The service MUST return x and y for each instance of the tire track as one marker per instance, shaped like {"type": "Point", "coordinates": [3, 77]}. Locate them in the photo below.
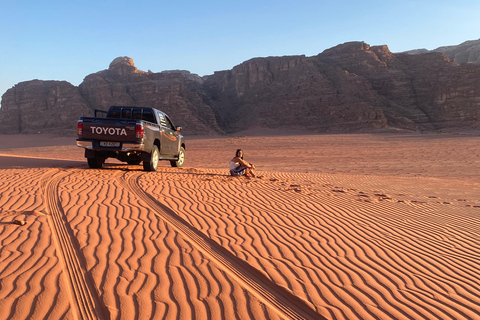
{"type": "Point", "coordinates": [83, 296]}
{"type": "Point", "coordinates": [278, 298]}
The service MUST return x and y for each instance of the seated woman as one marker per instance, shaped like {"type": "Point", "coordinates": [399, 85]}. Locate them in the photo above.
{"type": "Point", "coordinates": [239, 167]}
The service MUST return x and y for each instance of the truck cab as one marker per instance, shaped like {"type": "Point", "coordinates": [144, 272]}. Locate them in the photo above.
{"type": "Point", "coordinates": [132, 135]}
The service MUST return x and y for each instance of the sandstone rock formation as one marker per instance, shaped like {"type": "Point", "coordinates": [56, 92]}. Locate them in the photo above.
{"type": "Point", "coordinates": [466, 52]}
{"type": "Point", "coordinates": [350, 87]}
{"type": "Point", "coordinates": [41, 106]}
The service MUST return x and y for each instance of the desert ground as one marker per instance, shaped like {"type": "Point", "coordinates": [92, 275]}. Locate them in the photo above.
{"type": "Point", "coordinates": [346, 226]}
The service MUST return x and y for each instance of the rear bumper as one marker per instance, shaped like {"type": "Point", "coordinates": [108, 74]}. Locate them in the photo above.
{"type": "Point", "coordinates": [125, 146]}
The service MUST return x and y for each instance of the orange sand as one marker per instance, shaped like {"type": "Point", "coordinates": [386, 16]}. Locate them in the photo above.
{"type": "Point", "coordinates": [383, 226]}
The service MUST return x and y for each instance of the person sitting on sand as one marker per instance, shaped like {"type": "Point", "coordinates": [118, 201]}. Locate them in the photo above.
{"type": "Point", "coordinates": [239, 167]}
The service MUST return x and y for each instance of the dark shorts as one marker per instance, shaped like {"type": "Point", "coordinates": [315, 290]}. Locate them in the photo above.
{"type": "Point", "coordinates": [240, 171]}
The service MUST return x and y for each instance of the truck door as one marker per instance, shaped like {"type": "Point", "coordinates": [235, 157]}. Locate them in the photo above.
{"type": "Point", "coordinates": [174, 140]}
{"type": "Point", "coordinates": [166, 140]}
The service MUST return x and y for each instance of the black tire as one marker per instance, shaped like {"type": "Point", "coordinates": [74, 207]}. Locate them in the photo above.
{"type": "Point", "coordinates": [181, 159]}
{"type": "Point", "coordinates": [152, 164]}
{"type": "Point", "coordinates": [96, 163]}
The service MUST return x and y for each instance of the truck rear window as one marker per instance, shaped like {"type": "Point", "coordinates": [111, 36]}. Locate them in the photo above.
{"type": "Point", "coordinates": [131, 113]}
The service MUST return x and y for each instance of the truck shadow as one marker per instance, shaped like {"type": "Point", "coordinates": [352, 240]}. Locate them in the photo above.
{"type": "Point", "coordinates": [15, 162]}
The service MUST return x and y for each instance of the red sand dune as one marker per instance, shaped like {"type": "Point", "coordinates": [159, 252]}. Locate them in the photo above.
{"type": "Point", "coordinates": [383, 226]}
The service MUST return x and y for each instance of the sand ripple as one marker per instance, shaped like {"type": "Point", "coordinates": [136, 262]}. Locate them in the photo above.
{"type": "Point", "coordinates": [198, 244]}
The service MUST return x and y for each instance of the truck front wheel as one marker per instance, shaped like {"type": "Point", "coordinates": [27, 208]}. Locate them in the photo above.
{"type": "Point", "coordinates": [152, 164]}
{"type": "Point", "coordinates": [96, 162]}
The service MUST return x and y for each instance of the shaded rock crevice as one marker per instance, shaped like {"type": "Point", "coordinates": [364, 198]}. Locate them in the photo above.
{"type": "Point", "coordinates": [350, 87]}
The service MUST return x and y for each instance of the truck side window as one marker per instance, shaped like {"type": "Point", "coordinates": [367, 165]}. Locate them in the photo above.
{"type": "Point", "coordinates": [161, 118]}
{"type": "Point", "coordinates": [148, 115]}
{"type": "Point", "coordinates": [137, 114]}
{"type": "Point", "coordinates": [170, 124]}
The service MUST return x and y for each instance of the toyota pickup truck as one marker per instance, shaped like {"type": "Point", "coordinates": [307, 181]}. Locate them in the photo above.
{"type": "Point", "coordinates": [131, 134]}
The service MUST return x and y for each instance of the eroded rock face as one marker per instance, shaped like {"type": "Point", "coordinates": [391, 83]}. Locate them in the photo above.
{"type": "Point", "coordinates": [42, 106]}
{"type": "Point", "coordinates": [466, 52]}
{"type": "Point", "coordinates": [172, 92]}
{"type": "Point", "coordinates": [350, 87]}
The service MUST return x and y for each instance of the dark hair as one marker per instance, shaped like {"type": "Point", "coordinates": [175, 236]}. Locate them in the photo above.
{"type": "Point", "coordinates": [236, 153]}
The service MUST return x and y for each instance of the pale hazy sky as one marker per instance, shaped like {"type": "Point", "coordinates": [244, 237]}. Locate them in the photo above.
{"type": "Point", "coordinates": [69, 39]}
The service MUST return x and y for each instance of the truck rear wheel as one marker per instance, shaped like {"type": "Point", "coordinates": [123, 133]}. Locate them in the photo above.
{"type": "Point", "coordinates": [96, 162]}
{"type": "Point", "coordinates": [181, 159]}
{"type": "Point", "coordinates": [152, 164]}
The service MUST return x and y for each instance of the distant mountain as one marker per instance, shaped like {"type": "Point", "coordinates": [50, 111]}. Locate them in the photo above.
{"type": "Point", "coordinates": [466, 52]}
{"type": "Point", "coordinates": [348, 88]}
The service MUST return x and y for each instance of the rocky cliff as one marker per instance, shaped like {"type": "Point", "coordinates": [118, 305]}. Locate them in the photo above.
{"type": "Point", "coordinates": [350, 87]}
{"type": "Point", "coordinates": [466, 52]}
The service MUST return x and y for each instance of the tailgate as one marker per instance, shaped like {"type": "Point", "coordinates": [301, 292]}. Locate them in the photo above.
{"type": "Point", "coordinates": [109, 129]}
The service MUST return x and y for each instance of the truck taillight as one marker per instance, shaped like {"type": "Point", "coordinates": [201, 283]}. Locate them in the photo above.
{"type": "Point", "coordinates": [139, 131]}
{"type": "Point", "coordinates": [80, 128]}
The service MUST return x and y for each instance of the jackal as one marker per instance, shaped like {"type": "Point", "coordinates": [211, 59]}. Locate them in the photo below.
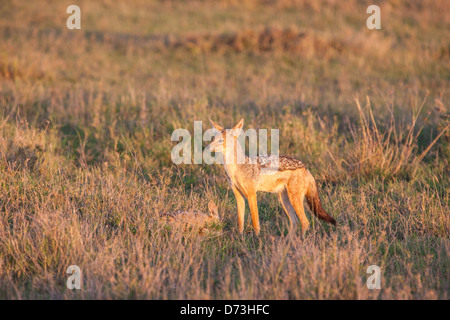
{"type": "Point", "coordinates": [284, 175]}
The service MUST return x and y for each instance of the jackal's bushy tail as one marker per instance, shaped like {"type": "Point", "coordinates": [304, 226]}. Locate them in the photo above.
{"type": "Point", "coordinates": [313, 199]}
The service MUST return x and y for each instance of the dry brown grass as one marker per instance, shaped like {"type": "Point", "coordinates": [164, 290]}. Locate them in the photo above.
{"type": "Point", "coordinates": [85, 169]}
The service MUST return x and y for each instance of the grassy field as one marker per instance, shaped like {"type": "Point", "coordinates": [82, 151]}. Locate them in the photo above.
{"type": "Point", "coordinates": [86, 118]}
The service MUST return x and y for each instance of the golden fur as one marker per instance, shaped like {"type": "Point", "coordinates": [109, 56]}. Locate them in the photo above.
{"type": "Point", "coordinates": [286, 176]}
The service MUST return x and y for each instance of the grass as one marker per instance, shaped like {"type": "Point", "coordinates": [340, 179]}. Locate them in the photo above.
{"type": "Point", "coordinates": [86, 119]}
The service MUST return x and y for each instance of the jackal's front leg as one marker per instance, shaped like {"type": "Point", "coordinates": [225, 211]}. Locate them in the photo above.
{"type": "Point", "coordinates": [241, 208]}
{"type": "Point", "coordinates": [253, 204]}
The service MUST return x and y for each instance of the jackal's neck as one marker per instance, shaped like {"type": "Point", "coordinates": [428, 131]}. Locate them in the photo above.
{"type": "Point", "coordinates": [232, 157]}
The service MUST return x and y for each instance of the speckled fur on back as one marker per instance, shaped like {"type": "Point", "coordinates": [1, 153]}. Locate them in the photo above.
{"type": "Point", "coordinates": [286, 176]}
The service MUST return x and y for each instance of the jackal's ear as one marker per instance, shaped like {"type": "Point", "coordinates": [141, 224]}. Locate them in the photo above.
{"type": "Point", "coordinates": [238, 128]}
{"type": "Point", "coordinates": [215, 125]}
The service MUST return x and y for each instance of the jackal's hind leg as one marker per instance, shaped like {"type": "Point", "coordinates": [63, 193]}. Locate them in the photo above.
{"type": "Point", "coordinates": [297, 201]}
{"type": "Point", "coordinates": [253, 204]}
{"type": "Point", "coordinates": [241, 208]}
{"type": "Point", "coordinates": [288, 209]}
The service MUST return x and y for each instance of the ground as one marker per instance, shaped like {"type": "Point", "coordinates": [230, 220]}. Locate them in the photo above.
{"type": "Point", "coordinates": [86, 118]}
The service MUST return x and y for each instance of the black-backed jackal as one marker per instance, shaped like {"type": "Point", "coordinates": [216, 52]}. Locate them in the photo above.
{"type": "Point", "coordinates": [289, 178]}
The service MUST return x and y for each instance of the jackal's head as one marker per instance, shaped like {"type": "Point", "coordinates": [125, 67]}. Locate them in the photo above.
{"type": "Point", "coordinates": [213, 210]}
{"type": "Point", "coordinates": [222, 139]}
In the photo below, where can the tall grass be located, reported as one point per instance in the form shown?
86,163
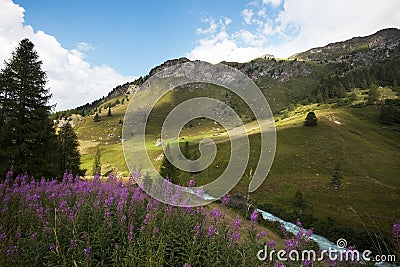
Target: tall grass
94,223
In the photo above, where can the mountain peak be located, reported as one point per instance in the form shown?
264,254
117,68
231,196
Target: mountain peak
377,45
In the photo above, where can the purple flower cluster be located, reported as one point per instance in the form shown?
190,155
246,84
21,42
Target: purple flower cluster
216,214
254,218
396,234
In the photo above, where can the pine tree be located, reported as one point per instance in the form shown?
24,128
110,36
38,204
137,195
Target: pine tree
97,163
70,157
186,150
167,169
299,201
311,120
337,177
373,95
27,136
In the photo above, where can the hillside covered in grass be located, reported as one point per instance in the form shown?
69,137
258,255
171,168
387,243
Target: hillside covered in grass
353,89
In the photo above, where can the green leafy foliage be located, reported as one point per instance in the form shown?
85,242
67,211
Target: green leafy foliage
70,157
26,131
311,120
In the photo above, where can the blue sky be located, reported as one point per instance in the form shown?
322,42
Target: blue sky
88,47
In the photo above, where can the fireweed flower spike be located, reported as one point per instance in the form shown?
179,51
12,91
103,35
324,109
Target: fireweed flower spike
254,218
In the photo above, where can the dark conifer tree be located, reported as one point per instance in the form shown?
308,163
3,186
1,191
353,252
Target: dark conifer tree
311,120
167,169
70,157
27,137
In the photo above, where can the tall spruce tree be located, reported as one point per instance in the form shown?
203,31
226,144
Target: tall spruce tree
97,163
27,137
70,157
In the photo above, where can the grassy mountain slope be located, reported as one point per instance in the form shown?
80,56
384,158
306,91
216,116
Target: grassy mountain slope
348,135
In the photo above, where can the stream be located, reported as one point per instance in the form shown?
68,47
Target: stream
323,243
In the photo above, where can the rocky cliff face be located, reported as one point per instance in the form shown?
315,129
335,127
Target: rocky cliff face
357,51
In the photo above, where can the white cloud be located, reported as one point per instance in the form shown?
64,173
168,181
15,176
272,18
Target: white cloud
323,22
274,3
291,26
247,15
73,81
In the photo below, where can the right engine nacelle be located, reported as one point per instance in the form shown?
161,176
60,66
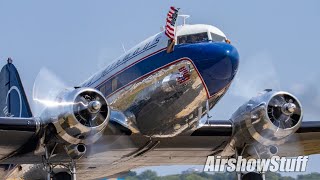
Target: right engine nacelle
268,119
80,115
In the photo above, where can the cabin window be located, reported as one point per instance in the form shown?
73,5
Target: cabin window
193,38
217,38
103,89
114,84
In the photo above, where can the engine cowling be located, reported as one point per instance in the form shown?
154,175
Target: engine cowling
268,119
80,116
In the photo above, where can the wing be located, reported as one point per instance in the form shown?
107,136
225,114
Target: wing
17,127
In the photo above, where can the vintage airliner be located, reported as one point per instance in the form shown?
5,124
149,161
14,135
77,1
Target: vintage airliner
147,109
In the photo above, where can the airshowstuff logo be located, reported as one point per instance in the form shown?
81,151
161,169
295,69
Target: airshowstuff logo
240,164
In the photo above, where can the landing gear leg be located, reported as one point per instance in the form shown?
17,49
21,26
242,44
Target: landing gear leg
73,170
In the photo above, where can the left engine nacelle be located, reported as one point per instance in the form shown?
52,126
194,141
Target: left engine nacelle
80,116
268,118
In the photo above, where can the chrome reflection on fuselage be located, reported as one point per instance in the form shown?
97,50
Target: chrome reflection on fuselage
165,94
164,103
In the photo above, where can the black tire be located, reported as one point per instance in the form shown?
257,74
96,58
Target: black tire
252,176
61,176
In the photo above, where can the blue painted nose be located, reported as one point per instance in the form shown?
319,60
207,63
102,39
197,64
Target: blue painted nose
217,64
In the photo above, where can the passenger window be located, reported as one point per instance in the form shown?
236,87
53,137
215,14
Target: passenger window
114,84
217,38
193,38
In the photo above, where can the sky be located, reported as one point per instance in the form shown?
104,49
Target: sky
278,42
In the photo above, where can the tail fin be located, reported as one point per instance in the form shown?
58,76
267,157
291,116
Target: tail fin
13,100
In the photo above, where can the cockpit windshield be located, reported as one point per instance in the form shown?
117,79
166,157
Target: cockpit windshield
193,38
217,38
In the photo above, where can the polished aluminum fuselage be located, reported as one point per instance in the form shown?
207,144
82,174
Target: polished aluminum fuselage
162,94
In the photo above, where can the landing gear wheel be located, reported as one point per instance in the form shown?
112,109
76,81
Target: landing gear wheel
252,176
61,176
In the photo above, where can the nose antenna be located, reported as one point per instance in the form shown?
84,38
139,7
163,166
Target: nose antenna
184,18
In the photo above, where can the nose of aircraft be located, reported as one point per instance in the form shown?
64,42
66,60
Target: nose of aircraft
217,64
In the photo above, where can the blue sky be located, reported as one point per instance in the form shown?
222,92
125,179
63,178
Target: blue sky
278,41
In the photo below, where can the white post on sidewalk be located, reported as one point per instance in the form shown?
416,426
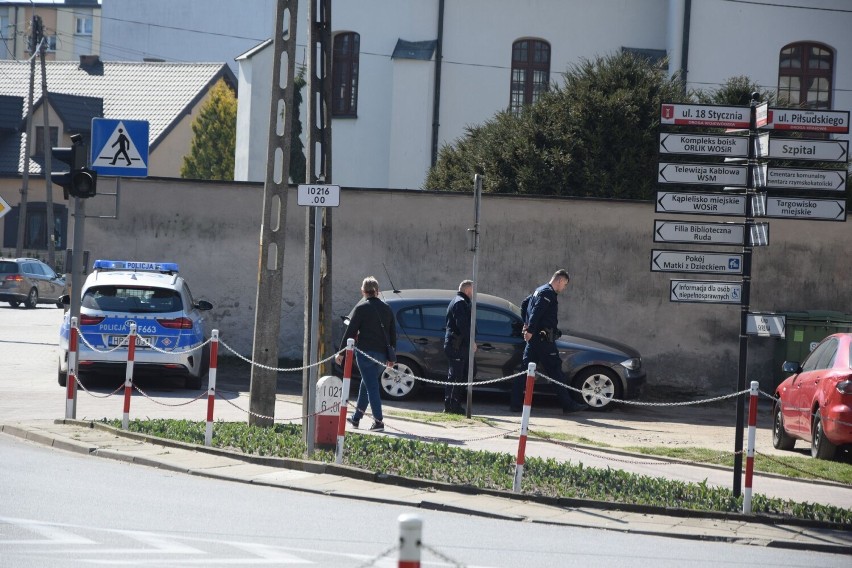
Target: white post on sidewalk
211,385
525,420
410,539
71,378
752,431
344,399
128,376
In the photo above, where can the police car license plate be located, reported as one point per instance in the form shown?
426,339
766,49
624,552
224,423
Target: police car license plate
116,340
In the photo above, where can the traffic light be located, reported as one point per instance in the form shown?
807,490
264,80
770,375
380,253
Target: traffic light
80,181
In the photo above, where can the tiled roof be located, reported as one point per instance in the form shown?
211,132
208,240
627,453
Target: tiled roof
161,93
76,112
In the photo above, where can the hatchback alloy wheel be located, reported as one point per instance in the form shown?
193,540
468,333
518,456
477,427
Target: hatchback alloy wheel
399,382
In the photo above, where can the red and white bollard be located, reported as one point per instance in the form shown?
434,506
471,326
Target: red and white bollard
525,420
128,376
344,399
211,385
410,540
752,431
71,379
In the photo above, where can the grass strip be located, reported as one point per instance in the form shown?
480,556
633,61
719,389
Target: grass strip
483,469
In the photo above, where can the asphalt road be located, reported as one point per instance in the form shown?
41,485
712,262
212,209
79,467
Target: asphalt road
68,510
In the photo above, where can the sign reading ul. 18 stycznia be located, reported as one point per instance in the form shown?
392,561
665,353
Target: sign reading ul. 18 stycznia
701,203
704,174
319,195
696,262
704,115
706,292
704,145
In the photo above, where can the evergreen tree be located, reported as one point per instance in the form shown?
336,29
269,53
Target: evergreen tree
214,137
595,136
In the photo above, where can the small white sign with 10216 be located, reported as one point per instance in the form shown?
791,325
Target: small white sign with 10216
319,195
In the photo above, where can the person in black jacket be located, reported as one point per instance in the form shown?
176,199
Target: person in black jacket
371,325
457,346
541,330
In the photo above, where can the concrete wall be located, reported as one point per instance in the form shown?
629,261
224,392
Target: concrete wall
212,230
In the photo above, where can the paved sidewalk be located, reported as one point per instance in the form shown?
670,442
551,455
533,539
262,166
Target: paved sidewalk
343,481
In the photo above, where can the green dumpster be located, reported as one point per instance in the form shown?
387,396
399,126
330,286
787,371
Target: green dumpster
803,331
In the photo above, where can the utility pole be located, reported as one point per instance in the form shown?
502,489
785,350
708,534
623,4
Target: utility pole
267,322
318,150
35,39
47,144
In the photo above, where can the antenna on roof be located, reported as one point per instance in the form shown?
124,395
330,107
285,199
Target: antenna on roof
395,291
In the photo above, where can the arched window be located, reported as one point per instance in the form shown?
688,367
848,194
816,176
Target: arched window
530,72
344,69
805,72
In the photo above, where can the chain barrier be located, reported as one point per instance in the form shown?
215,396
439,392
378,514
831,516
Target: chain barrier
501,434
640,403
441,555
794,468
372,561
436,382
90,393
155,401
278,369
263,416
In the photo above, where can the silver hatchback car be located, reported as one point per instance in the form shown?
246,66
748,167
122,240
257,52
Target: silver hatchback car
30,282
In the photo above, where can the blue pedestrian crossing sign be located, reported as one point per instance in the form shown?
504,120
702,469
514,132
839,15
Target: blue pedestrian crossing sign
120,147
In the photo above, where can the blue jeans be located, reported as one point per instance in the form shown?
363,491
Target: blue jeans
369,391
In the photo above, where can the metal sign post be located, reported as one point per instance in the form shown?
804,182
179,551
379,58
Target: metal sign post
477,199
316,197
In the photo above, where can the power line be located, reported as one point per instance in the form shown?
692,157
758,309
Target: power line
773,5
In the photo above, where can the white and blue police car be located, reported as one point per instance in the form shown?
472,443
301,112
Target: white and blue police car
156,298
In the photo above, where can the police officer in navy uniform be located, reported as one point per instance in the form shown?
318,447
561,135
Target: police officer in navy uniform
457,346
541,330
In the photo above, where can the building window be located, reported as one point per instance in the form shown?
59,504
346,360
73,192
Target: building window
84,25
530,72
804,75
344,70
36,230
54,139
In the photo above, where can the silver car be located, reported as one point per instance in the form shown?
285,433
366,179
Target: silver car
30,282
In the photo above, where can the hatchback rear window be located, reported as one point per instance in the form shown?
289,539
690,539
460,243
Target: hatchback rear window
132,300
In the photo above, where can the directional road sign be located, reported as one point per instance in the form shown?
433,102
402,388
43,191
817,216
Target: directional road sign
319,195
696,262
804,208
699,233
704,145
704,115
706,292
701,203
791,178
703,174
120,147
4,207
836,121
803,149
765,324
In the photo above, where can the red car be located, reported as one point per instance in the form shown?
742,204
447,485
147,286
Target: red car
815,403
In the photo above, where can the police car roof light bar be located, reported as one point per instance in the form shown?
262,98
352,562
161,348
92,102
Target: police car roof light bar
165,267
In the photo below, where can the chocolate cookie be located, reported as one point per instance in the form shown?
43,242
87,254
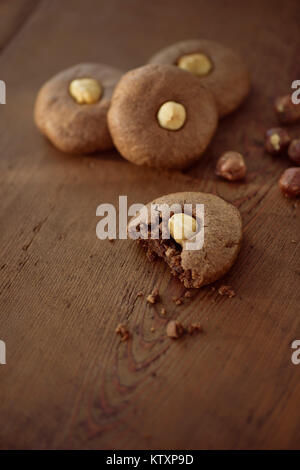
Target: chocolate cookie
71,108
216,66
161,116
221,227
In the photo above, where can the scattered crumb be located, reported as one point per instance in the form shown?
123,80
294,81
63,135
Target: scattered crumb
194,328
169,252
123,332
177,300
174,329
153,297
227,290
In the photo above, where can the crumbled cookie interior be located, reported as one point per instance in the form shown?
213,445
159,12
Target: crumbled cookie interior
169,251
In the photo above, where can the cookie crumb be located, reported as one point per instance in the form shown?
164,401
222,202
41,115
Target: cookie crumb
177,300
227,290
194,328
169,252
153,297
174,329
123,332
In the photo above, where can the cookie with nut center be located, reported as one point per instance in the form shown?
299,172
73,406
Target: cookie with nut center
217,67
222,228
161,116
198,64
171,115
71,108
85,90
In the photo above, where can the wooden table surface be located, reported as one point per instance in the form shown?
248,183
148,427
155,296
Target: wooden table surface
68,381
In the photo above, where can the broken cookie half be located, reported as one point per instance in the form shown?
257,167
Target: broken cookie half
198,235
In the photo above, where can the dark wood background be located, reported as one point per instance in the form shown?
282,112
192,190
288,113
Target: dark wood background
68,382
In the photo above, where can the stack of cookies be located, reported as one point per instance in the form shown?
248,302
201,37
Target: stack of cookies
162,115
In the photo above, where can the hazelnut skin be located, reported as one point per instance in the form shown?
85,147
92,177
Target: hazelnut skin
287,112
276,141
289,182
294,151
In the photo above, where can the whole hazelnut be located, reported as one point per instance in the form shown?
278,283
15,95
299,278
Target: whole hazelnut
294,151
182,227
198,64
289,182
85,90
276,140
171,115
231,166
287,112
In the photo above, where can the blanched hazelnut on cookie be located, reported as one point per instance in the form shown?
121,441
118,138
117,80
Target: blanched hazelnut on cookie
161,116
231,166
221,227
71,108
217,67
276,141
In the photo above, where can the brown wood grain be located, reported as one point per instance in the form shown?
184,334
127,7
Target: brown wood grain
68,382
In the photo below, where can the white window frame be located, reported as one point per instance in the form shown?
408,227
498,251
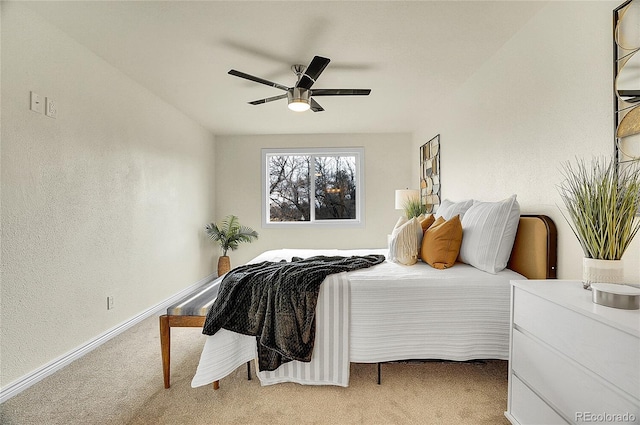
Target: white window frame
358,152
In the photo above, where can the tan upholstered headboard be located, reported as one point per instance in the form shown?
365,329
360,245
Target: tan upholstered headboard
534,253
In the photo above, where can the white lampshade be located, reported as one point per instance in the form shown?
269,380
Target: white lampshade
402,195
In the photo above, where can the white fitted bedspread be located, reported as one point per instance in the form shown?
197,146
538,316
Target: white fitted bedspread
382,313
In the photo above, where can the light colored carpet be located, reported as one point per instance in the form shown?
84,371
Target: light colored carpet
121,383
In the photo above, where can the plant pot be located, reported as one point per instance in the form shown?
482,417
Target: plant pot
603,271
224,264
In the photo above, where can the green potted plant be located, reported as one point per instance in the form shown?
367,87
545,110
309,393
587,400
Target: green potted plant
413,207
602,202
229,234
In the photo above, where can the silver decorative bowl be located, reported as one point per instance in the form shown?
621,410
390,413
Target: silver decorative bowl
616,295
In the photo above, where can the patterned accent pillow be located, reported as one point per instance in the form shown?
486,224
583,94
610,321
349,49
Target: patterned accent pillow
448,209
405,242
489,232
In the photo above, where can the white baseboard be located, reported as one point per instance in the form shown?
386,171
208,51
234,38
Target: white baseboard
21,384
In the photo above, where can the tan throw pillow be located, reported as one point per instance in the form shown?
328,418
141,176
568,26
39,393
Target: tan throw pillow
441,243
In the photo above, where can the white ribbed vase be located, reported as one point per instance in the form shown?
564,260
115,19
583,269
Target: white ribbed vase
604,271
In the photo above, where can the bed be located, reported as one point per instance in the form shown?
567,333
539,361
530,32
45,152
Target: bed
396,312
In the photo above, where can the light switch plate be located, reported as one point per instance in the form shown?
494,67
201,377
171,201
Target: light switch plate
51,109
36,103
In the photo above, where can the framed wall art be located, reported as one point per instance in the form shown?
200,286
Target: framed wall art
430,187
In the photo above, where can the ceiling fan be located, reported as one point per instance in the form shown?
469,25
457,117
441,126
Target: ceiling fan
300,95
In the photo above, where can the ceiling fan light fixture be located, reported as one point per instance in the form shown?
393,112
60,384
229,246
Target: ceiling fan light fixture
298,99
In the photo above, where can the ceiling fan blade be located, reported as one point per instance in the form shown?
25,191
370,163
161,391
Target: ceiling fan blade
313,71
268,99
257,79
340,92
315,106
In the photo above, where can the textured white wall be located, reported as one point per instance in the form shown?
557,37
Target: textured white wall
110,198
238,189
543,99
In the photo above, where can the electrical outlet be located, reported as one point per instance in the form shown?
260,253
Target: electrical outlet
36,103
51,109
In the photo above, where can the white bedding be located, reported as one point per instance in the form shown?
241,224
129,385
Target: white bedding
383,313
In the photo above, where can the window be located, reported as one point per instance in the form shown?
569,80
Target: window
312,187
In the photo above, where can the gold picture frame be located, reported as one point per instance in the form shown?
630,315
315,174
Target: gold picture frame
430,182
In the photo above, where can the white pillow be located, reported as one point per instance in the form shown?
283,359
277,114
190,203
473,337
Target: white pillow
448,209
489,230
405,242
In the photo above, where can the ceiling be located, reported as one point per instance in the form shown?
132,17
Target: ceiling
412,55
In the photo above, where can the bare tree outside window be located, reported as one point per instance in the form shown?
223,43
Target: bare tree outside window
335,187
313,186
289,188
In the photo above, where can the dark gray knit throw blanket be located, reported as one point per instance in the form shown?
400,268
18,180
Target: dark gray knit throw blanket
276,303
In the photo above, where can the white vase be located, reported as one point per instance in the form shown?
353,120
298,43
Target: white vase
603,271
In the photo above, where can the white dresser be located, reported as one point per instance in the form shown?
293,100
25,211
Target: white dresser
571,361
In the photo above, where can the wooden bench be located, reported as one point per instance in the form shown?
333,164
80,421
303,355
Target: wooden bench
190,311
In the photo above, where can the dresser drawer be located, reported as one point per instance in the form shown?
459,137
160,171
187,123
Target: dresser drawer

____________

▸ WHAT YOU ARE ASKED TO DO
Across the records above, return every line that contains the word "drawer".

▸ WRITTEN SOLUTION
In the photo above, where can the dresser drawer be located, reported as one point per instance in the form shown?
Target: dresser drawer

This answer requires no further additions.